Bril

Bij het poetsen van de glazen hield ik mijn multifocale bril na een metalig krakgeluid in twee beteuterde helften in mijn handen. Dus heb ik voor nood om mijn nek een leesbril aan een touwtje hangen. Voor dichtbij zet ik hem op, verder weg is de wereld in afwachting van een nieuw montuur. Kleindochter Maria (2) signaleert de metamorfose in opa’s aanzicht uiteraard direct bij binnenkomst en wil dringend de details met me doornemen.
‘Dit is voor je neus?’, vraagt ze terwijl ze een klein vingertje over het metalen boogje van de leesbril heen en weer laat glijden.
‘Ja, klopt’, zeg ik. ‘Als ik iets wil lezen, zet ik hem op mijn neus.’
Ik doe het voor. Ze zit bij me op schoot en lacht een beetje verlegen om de aanblik zo dichtbij van mijn ogen + 3,5.
‘Zit je nu te lezen?’, vraagt ze. ‘Nee hè?’, neemt ze de tijd niet om mijn antwoord af te wachten. ‘Doe maar af dan…’

Dat doe ik. De gewone verschijning lucht op. Maar het mysterie blijft en dus wil ze het allemaal nog eens bekijken. Bereidwillig zet ik mijn leesbril weer op. En weer af. En nog eens. En weer een keer. Tot het tempo haar kennelijk niet zo bevalt en zij het op- en afzetten met kleine handjes op de zorgvuldig schoongehouden glazen van me overneemt.
‘Luister’, zeg ik daarom. ‘Dit is mijn bril. Dus ik mag zeggen of ik hem op zet.’ Ik doe het voor. ‘Of niet.’
Ook dat laat ik aan haar zien met een zo vriendelijk mogelijke glimlach erbij. Maar daarmee kan ik mijn inbreuk op haar beslismacht niet camoufleren, zie ik aan de donkere blik die in haar ogen trekt.

GEGEVENS:
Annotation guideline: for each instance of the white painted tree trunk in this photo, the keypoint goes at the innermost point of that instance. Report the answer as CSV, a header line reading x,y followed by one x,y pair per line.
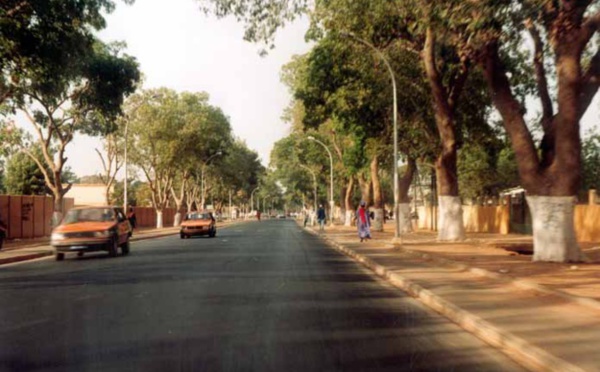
x,y
377,220
554,238
348,218
450,219
177,219
405,221
159,220
56,218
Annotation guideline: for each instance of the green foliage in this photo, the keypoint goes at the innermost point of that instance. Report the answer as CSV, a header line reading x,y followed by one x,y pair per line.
x,y
262,18
43,41
93,178
475,171
591,160
508,174
23,176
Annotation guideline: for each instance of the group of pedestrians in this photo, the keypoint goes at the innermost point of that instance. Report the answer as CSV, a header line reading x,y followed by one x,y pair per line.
x,y
362,216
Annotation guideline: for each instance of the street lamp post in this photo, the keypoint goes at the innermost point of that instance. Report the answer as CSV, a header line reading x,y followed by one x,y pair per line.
x,y
330,177
252,199
396,184
135,108
315,182
218,153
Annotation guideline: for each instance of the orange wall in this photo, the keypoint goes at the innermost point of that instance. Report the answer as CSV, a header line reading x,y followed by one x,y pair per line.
x,y
29,216
146,216
587,223
488,219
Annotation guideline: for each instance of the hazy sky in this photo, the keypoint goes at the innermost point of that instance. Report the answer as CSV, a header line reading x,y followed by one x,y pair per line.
x,y
178,47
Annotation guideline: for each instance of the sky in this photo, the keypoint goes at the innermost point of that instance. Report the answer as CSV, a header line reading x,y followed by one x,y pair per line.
x,y
180,48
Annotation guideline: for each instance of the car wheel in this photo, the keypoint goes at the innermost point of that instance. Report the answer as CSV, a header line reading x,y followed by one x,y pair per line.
x,y
113,248
125,248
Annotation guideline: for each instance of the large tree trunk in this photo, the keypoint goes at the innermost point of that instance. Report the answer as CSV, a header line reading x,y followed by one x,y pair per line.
x,y
159,219
348,202
554,230
377,197
58,213
451,226
404,207
552,181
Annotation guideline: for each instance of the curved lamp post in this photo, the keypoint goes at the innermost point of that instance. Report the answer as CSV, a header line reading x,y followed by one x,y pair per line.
x,y
133,110
218,153
396,184
330,177
252,199
315,181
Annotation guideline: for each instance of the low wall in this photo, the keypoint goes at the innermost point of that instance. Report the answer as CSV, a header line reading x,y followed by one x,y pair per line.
x,y
29,217
146,216
495,219
587,223
486,219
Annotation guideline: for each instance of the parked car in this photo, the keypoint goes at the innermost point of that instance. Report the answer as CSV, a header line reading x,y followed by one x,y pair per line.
x,y
198,224
92,229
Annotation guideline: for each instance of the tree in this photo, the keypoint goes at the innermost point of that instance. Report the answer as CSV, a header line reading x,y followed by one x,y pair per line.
x,y
41,39
171,137
591,160
23,177
84,101
551,172
112,159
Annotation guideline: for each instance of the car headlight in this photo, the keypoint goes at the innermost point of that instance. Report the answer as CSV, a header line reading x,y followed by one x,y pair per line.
x,y
102,234
57,236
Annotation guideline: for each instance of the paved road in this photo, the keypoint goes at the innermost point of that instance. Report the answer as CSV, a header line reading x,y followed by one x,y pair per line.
x,y
259,297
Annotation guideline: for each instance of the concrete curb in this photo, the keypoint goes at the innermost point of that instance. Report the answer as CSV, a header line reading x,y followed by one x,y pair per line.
x,y
27,257
519,283
524,353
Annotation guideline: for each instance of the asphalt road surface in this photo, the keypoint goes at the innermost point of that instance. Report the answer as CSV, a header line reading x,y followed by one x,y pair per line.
x,y
261,296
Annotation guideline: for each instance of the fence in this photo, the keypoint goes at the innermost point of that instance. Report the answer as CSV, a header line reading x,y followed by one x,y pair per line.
x,y
496,219
146,216
29,217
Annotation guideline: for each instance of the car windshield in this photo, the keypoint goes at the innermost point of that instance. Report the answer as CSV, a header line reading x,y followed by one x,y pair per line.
x,y
199,216
89,215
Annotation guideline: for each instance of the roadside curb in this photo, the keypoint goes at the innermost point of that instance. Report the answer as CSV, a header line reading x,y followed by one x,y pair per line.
x,y
519,283
526,354
27,257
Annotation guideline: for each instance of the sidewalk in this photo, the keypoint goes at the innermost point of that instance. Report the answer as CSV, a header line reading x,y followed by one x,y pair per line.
x,y
31,249
546,316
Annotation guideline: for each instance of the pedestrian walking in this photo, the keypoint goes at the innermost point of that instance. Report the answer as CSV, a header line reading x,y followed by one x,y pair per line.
x,y
132,218
363,222
3,231
321,217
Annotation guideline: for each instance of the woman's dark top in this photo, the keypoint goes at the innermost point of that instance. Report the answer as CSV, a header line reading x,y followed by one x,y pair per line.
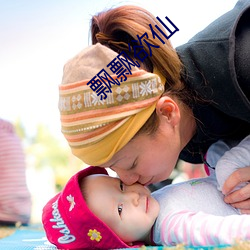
x,y
217,67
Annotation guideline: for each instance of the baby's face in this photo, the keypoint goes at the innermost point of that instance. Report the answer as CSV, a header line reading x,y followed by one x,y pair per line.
x,y
130,211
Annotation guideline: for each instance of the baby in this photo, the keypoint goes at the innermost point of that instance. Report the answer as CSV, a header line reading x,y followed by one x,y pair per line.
x,y
96,211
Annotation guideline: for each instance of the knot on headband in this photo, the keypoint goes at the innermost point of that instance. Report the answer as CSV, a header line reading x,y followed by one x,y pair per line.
x,y
97,127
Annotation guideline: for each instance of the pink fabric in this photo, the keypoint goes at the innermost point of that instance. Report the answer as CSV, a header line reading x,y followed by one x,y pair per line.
x,y
201,229
15,200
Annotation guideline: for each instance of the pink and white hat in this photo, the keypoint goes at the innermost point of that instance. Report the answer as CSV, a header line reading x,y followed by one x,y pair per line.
x,y
69,223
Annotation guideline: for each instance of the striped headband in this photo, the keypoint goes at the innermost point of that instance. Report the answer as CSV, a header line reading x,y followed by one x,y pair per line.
x,y
96,125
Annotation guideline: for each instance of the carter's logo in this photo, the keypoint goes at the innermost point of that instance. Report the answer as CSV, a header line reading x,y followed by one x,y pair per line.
x,y
67,237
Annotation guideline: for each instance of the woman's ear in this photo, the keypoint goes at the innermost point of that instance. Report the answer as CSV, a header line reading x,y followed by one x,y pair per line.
x,y
168,110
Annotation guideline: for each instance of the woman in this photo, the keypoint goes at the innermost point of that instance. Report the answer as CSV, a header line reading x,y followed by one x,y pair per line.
x,y
205,97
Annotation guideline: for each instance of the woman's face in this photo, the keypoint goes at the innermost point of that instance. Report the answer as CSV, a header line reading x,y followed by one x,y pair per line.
x,y
147,159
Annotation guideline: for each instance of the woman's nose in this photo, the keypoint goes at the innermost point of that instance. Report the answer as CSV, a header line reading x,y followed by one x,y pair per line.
x,y
133,197
126,177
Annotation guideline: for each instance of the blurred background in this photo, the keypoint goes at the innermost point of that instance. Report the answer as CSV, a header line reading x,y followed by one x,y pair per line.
x,y
36,40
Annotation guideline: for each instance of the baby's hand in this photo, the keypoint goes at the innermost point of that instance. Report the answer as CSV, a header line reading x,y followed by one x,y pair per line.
x,y
240,198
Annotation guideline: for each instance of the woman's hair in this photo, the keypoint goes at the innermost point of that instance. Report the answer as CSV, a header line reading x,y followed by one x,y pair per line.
x,y
116,28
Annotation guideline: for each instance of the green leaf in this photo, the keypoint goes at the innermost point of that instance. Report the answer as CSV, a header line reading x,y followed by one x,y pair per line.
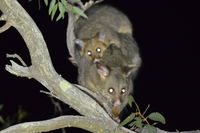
x,y
78,11
150,129
51,7
128,119
130,100
155,116
54,11
138,122
1,107
46,2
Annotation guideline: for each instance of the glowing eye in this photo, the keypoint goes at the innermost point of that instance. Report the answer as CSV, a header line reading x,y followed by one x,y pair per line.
x,y
98,50
123,90
89,53
111,90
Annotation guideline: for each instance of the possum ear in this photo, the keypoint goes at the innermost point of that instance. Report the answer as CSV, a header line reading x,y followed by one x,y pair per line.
x,y
129,69
102,36
102,71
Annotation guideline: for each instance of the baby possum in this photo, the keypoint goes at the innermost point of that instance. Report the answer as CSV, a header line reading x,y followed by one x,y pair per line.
x,y
110,78
100,30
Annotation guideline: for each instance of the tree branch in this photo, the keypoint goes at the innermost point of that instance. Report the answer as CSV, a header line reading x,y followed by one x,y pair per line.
x,y
64,121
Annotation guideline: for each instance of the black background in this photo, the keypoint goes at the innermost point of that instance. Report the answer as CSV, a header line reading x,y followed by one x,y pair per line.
x,y
167,32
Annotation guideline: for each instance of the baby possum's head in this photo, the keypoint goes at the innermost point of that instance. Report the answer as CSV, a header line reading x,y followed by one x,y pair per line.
x,y
93,48
115,85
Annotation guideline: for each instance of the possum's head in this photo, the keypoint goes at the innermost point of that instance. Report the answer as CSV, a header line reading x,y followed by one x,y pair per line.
x,y
94,48
117,86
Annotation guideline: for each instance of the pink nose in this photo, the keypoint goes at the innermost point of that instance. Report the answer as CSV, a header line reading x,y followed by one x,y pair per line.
x,y
96,60
117,102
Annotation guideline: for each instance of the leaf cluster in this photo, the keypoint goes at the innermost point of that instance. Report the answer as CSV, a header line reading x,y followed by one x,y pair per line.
x,y
63,6
137,120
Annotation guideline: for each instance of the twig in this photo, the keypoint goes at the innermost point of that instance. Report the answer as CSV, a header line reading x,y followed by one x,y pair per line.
x,y
16,56
5,27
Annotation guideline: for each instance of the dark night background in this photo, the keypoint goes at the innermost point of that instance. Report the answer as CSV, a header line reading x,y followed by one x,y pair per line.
x,y
167,33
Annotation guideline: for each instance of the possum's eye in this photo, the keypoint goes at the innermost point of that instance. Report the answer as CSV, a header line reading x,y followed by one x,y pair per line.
x,y
89,53
123,90
98,50
111,90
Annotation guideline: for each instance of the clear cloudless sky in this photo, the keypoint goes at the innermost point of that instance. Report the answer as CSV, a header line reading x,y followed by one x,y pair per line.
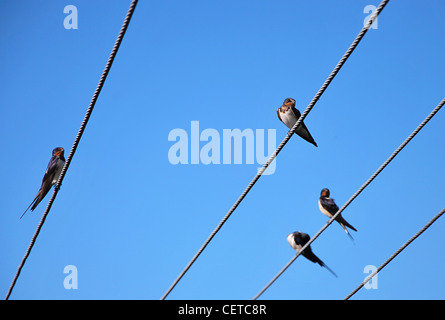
x,y
130,221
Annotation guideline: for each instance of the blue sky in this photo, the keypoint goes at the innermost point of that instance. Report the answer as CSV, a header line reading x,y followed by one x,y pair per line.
x,y
130,221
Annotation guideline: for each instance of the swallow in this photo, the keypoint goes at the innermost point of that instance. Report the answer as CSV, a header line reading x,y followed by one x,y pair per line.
x,y
297,240
289,115
329,208
50,178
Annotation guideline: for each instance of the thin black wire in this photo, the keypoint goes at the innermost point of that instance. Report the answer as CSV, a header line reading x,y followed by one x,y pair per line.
x,y
395,254
374,175
283,143
76,141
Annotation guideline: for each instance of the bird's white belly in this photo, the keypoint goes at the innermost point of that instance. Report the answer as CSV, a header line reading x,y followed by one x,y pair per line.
x,y
292,243
288,118
59,168
323,210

JOUW OPDRACHTEN:
**a)** Vat de alinea die begint met "Bij het poetsen van de glazen" alsjeblieft korter samen. Laat de belangrijkste feiten uit de brontekst staan.
**b)** Beantwoord deze vragen aan de hand van de brontekst:
(i) Hoe oud is Maria?
(ii) Waar zit Maria terwijl de leesbril wordt voorgedaan?
(iii) Wat neemt Maria over als het tempo haar niet bevalt?

ANTWOORDEN PER OPDRACHT:
**a)** Tijdens het poetsen brak de multifocale bril met een metalig krakend geluid in twee helften. Tot er een nieuw montuur is, hangt er een leesbril aan een touwtje om de nek. Die gaat alleen op voor dichtbij. Kleindochter Maria (2) ziet de verandering meteen als ze binnenkomt en wil alles precies weten.

**b)**
(i) Ze is twee jaar.
(ii) Ze zit op schoot.
(iii) Ze neemt het op- en afzetten van de leesbril over.